Supplied material section start

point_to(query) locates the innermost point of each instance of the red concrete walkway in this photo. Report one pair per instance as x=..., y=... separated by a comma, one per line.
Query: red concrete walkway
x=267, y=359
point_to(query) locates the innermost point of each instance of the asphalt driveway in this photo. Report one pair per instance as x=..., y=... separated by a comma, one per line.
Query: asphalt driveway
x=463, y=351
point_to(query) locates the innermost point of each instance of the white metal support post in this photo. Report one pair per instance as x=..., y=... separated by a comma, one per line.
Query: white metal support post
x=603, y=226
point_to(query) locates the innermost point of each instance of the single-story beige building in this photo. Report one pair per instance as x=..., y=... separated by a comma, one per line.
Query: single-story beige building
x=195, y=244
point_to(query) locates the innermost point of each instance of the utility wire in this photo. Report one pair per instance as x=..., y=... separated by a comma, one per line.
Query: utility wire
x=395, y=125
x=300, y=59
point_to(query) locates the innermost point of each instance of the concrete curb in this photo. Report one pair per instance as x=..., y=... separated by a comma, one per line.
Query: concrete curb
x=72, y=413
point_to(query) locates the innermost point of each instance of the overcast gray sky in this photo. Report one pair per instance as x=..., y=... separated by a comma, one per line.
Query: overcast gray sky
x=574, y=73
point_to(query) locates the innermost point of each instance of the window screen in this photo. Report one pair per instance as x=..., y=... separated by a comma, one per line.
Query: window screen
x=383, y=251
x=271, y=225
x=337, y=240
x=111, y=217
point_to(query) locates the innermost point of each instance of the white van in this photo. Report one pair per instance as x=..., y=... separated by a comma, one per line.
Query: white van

Supplied material section end

[Exercise objective]
Report, from the entries above, each line where "instance" is found.

[Result of this task]
point_to(query) locates the innermost point of each instance of the red concrete walkway in this photo. Report one pair per instance as x=..., y=... separated by a comma, one per line.
point_to(query) locates the innermost point of each instance of the asphalt driveway in this photo. Report one pair per instance as x=..., y=... separated by a comma, one per line.
point_to(query) locates the innermost point of each instance of the white metal support post in this photo. Report one pair per instance as x=..., y=... separated by a comma, one per line.
point_to(query) locates the innermost point of each instance of the single-story beige building in this photo. Report one pair per instance as x=..., y=... separated by a comma, one per line.
point_to(query) locates the innermost point of each instance of the utility wire in this photo. Report one pair per instance as x=..., y=... separated by a comma, one per line.
point_to(query) locates the innermost point of each instance of the concrete curb in this photo. Report one pair per instance as x=..., y=... separated by a comma, one per line.
point_to(query) locates the innermost point of each instance of the overcast gray sky in this photo. Report one pair per instance as x=..., y=... separated by a comma, one per line.
point_to(query) locates the innermost point of each instance of the window screen in this photo. Report one pair per instance as x=..., y=... separated by a comma, one per line.
point_to(query) locates the innermost point of each instance of the white van in this photo. Report one pair per instance as x=..., y=... separated by a comma, one per line.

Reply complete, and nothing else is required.